**PROBLEM TO SOLVE:** Exactly as they appear, transcribe the entries and skip any pictures.

**EXTRACTED ENTRIES:**

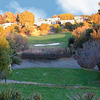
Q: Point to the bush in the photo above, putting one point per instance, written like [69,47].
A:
[80,37]
[89,55]
[37,96]
[71,40]
[84,96]
[17,43]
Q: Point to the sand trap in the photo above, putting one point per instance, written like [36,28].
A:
[41,45]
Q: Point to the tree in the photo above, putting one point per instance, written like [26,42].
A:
[66,16]
[9,17]
[44,27]
[69,26]
[5,59]
[96,18]
[13,29]
[55,16]
[1,19]
[89,55]
[57,28]
[26,17]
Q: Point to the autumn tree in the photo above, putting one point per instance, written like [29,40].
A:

**RESULT FOR THIS TASK:**
Q: Point to the bush in the photo above, putting one point per instance, written like [69,47].
A:
[80,37]
[89,55]
[37,96]
[71,40]
[84,96]
[17,43]
Q: Point to the sand trap in the photo above, putting one point per instance, written like [36,28].
A:
[41,45]
Q: Point to the tree in the photo above, putting one point per instance, written like [26,42].
A:
[66,16]
[9,17]
[44,27]
[69,26]
[5,59]
[96,18]
[13,29]
[55,16]
[1,19]
[89,55]
[57,28]
[26,17]
Q: Point to the autumn tree in the photo above, putting one point per instance, written like [29,40].
A:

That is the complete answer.